Most Americans don’t get enough sleep. Likely, you’re not either.
Any number of things could be limiting your ability to get a good night’s shut-eye, which is defined by the American Academy of Sleep Medicine (AASM) as at least seven hours per night.
You need “enough” sleep for several reasons. It truly is a pillar of good health. Insufficient sleep can contribute to the risk for many chronic illnesses, including:
- Cardiovascular disease
- High blood pressure
- Mental distress
Poor sleep can also affect mood, learning, relationships, memory, and thinking.
If you’re struggling with falling or staying asleep and believe it could be contributing to your health challenges, journaling may help.
Having a million thoughts running through your head is a common cause of poor sleep. What do you have to do tomorrow, what you could have done differently today, and plans for the future can all swirl in your brain as you try to fall asleep.
Research has shown that taking some time to write those thoughts down to come up with a to-do list can help ease the mind and promote better sleep.
A 2017 study published in the Journal of Experimental Psychology found that taking just five minutes to journal near bedtime led to significantly better sleep.
Besides journaling, it’s wise to pay attention to anything you might be doing to limit sleep. A recent survey by the AASM found that the following activities are major factors in people’s sleep struggles:
- Drinking alcohol close to/after bedtime
- Binge-watching television/streaming series
- Watching sports
Before journaling, it’s likely worthwhile to spend some time doing relaxing and rather dull activities. This could involve a bath or something else relaxing (that does not involve a bright screen) to signal to your body that sleep is coming.
Following that, spend five- or ten-minutes journaling to ease your mind and promote a longer, deeper sleep.

**DATA SHOWN**
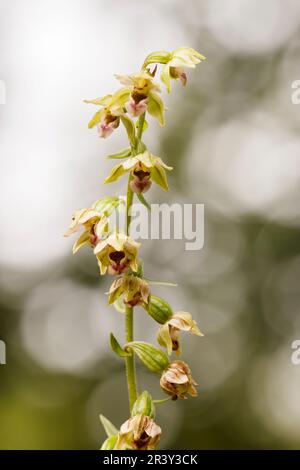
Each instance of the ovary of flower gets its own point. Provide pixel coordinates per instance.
(107, 125)
(168, 334)
(94, 226)
(116, 254)
(136, 291)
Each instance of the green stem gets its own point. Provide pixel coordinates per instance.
(130, 364)
(129, 330)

**EXERCISE TASKS**
a: From the article on sleep and journaling, write out the passage from "A 2017 study" up to and including "sleep is coming.".
b: According to the article on sleep and journaling, which things can poor sleep also affect? List each one.

**EXERCISE RESULTS**
a:
A 2017 study published in the Journal of Experimental Psychology found that taking just five minutes to journal near bedtime led to significantly better sleep.
Besides journaling, it’s wise to pay attention to anything you might be doing to limit sleep. A recent survey by the AASM found that the following activities are major factors in people’s sleep struggles:
- Drinking alcohol close to/after bedtime
- Binge-watching television/streaming series
- Watching sports
Before journaling, it’s likely worthwhile to spend some time doing relaxing and rather dull activities. This could involve a bath or something else relaxing (that does not involve a bright screen) to signal to your body that sleep is coming.

b:
- Mood
- Learning
- Relationships
- Memory
- Thinking